Liquidation of a company is mostly carried out in Croatia in cases where the company exists only on paper for some time, and its founder or founders get tired of accumulating unnecessary costs of its maintenance. In a smaller number of cases, a founder without an heir, who does not want to sell the company, decides to retire. Even rarer are cases where multiple founders, due to an inability to reach mutual agreement on how to run the company, decide to part ways and divide the assets in liquidation. The rarest cases are when founders initiate liquidation to save the company from the impending collapse. In such cases, however, it is essential to create conditions during the liquidation process that will allow for continued operation before the process is completed.
This is exactly what the Krapina-based Kotka has done. According to all indications, the operation has succeeded, and the company has survived. Moreover, last year it achieved nearly 350 thousand euros in profit, which, considering that it is a textile industry primarily living off subcontracting work, is more than a respectable result and one of the best results in the company’s history.

» **RECORDS PROVIDED**
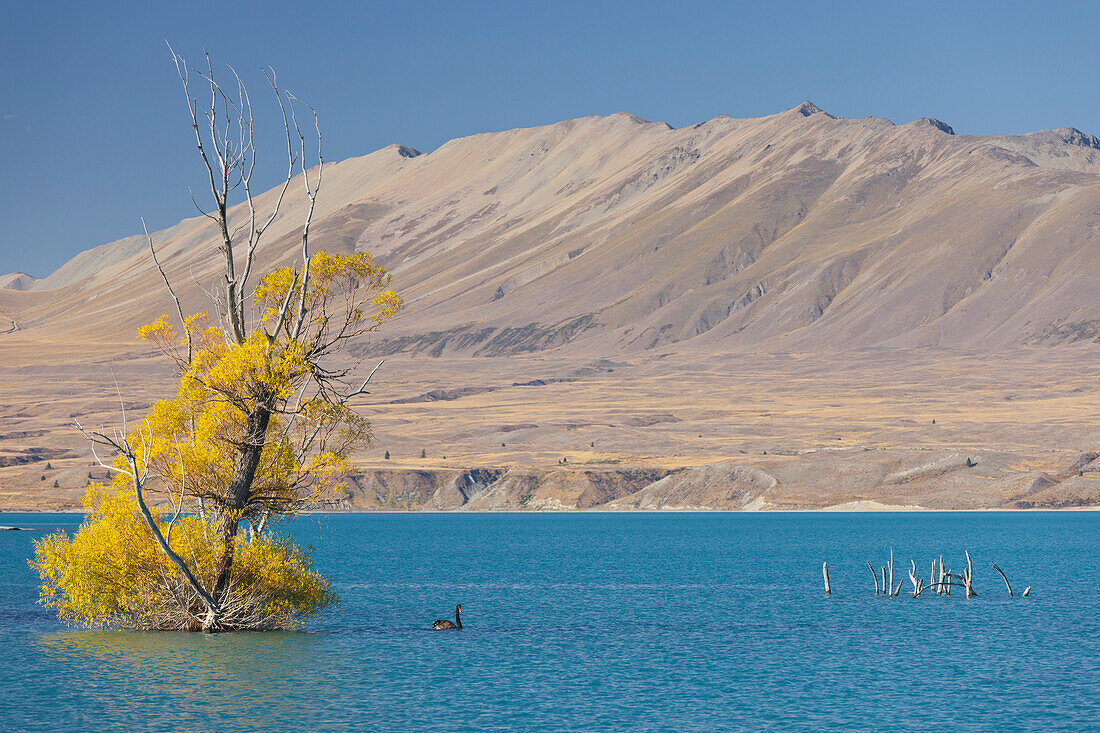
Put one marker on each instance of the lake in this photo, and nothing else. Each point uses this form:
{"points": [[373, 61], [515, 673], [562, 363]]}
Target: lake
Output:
{"points": [[604, 622]]}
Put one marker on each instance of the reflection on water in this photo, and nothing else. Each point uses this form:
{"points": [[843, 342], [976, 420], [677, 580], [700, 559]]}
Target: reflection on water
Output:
{"points": [[605, 622]]}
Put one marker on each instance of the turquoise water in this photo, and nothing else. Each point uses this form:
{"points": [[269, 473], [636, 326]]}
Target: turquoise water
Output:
{"points": [[604, 622]]}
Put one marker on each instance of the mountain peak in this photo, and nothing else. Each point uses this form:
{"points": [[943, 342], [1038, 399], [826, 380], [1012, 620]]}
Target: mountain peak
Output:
{"points": [[1075, 137]]}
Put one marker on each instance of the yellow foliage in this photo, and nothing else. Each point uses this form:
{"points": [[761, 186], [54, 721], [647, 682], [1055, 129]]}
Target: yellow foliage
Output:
{"points": [[235, 394], [111, 573]]}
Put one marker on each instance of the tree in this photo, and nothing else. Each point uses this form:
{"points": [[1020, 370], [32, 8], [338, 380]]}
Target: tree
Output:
{"points": [[261, 425]]}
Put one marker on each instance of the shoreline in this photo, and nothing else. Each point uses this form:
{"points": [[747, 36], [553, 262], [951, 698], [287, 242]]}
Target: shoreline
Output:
{"points": [[836, 509]]}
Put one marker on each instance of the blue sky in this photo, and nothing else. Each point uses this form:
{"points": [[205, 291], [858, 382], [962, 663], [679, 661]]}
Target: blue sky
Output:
{"points": [[94, 131]]}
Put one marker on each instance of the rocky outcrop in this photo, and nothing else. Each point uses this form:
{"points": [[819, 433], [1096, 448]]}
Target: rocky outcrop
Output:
{"points": [[717, 487]]}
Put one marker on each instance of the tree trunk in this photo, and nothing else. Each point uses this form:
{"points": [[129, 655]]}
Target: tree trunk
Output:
{"points": [[237, 498]]}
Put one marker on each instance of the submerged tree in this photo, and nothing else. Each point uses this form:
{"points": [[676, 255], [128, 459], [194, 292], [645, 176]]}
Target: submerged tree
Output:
{"points": [[261, 425]]}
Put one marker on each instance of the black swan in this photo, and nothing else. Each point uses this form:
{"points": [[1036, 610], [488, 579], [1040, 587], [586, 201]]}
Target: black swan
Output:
{"points": [[442, 623]]}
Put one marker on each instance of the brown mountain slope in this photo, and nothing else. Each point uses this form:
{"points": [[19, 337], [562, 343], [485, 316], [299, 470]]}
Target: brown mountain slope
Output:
{"points": [[615, 292], [793, 230]]}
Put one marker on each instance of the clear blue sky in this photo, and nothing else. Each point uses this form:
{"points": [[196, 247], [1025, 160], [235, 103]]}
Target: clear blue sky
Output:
{"points": [[94, 131]]}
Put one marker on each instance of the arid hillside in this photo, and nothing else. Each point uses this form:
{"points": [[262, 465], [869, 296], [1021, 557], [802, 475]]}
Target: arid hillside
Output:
{"points": [[792, 298]]}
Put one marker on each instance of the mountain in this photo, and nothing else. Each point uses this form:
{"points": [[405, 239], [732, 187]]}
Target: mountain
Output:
{"points": [[618, 240]]}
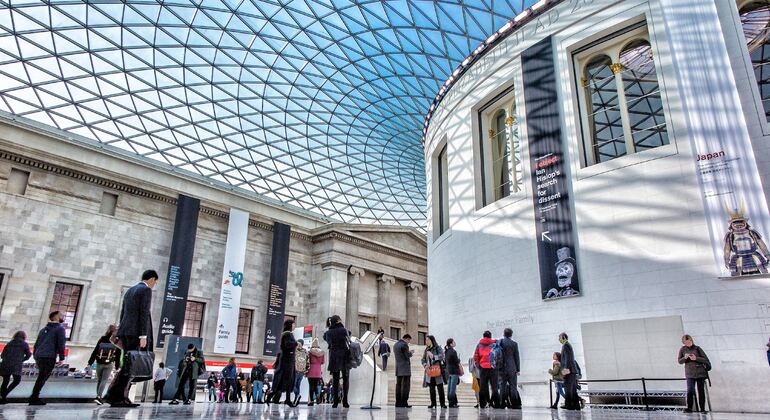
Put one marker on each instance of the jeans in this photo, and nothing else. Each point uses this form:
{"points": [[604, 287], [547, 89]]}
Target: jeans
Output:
{"points": [[6, 389], [297, 383], [158, 387], [509, 393], [559, 392], [45, 367], [571, 398], [103, 372], [433, 384], [345, 385], [256, 391], [454, 380], [701, 384], [403, 383], [487, 379]]}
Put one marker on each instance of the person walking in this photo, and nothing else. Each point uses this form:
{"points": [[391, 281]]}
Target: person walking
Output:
{"points": [[696, 367], [569, 372], [257, 377], [105, 355], [509, 372], [188, 371], [337, 337], [301, 367], [454, 370], [159, 378], [211, 387], [283, 378], [384, 352], [557, 378], [230, 376], [14, 354], [432, 361], [403, 358], [315, 371], [487, 373], [48, 346], [135, 332]]}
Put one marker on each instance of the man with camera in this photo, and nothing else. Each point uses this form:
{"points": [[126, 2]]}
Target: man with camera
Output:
{"points": [[190, 367]]}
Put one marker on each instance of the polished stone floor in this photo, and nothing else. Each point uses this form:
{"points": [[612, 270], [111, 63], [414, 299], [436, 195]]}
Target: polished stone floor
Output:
{"points": [[244, 411]]}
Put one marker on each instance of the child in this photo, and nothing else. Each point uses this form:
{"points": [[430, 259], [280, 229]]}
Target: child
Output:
{"points": [[558, 379]]}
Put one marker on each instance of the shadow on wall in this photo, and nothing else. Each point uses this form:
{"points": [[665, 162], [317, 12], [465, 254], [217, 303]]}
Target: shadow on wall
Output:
{"points": [[479, 290]]}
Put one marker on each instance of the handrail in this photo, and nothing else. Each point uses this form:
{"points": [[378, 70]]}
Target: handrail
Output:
{"points": [[643, 380]]}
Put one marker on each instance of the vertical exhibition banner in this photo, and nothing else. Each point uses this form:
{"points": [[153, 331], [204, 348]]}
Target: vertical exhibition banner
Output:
{"points": [[276, 295], [232, 282], [553, 215], [179, 268]]}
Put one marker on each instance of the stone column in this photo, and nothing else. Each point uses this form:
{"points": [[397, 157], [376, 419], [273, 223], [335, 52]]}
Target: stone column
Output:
{"points": [[351, 310], [384, 283], [413, 290]]}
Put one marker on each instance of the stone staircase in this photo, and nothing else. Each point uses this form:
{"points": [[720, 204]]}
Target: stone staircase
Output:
{"points": [[419, 396]]}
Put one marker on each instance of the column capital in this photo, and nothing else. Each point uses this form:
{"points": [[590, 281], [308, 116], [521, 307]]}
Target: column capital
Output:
{"points": [[415, 286], [356, 271], [386, 278]]}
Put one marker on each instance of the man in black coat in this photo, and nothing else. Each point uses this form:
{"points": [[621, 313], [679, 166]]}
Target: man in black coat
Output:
{"points": [[509, 371], [571, 398], [384, 352], [135, 332], [403, 370]]}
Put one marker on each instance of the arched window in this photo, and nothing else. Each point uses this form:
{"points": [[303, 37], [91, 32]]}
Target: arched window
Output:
{"points": [[501, 155], [755, 20], [624, 111], [643, 102], [604, 116]]}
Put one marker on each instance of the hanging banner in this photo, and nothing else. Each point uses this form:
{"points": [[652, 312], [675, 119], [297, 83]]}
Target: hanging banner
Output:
{"points": [[276, 295], [553, 215], [179, 268], [232, 282]]}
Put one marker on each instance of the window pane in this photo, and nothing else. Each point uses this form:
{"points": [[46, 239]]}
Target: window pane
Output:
{"points": [[755, 19], [65, 299], [645, 108], [193, 319], [604, 117], [501, 156], [244, 331]]}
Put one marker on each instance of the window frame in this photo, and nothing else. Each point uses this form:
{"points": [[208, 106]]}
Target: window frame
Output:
{"points": [[203, 316], [238, 330], [612, 45]]}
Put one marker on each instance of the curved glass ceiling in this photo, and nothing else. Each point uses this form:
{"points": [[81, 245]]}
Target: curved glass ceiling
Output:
{"points": [[318, 104]]}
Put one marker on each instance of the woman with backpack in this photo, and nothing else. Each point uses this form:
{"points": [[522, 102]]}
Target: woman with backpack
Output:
{"points": [[432, 361], [106, 355], [696, 366], [14, 354]]}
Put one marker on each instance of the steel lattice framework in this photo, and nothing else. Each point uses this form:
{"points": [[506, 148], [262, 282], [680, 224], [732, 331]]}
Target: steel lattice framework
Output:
{"points": [[318, 104]]}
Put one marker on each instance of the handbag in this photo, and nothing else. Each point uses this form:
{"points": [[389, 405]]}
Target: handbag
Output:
{"points": [[433, 371], [139, 364]]}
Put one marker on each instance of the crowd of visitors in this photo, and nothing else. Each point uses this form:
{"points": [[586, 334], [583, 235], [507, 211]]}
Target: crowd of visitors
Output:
{"points": [[494, 366]]}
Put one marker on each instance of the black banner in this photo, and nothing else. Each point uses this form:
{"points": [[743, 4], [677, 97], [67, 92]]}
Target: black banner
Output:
{"points": [[553, 214], [179, 267], [276, 295], [177, 346]]}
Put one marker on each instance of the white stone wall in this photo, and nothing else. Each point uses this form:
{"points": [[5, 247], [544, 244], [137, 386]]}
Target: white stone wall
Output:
{"points": [[643, 243]]}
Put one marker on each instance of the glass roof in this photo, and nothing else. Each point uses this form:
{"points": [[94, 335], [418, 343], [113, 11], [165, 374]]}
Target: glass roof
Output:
{"points": [[318, 104]]}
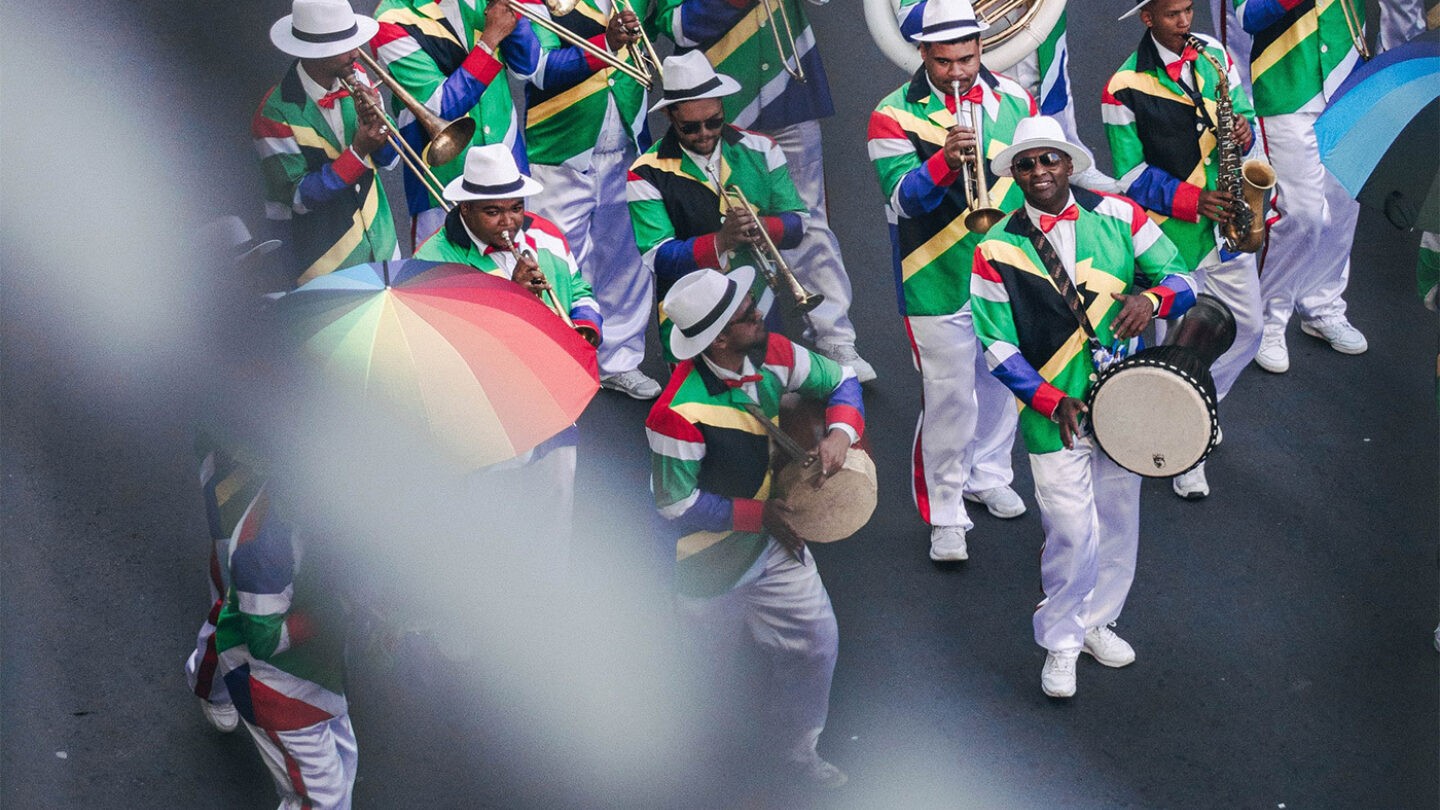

» **REQUIRED ACTIONS**
a: Copy word for word the part of the passage on company liquidation in Croatia starting with "This is exactly" and going on through "the company’s history.".
b: Turn the paragraph of the company liquidation passage that begins "Liquidation of a company is mostly carried out" into a short list that keeps its main facts.
c: Please continue the passage on company liquidation in Croatia, picking up after its final sentence.

» **RESPONSE LIST**
a:
This is exactly what the Krapina-based Kotka has done. According to all indications, the operation has succeeded, and the company has survived. Moreover, last year it achieved nearly 350 thousand euros in profit, which, considering that it is a textile industry primarily living off subcontracting work, is more than a respectable result and one of the best results in the company’s history.

b:
Reasons for company liquidation in Croatia, from most to least common:
- The company has existed only on paper for some time, and its founders are tired of paying unnecessary maintenance costs.
- A founder with no heir who does not want to sell the company decides to retire.
- Several founders cannot agree on how to run the company, so they part ways and divide the assets in liquidation.
- Founders start liquidation to save the company from impending collapse. During the process, conditions must be created that allow the company to keep operating before liquidation is completed.

c:
No sales, no production
The coronavirus crisis particularly affected the textile industry, including Kotka, a manufacturer and exporter of men’s suits. Stores across Europe were repeatedly closed for several months during 2020 and 2021, and even when they were open, the demand for quality men’s suits was much weaker than usual. There were no business meetings or various ceremonial events, so new suits were not needed by men. Kotka’s customers, who found themselves in significant trouble, canceled new short-term and long-term orders and hinted that further cooperation was more than questionable.
The situation, over which Kotka had no influence, brought great uncertainty to the Krapina company, whose operations are entirely dependent on the employment of production capacities. In previous years, there had been sporadic cases of order cancellations, but Kotka’s strength lay in not relying on just one customer, which minimized the risk of capacity employment. However, under pandemic conditions, the company suddenly had 70 percent of its capacity completely canceled and was left with one customer, which had already become unsustainable in the short term, regardless of the state aid it received to maintain jobs. All other operating costs, however, could only be covered by the employment of production capacities, but that was not available.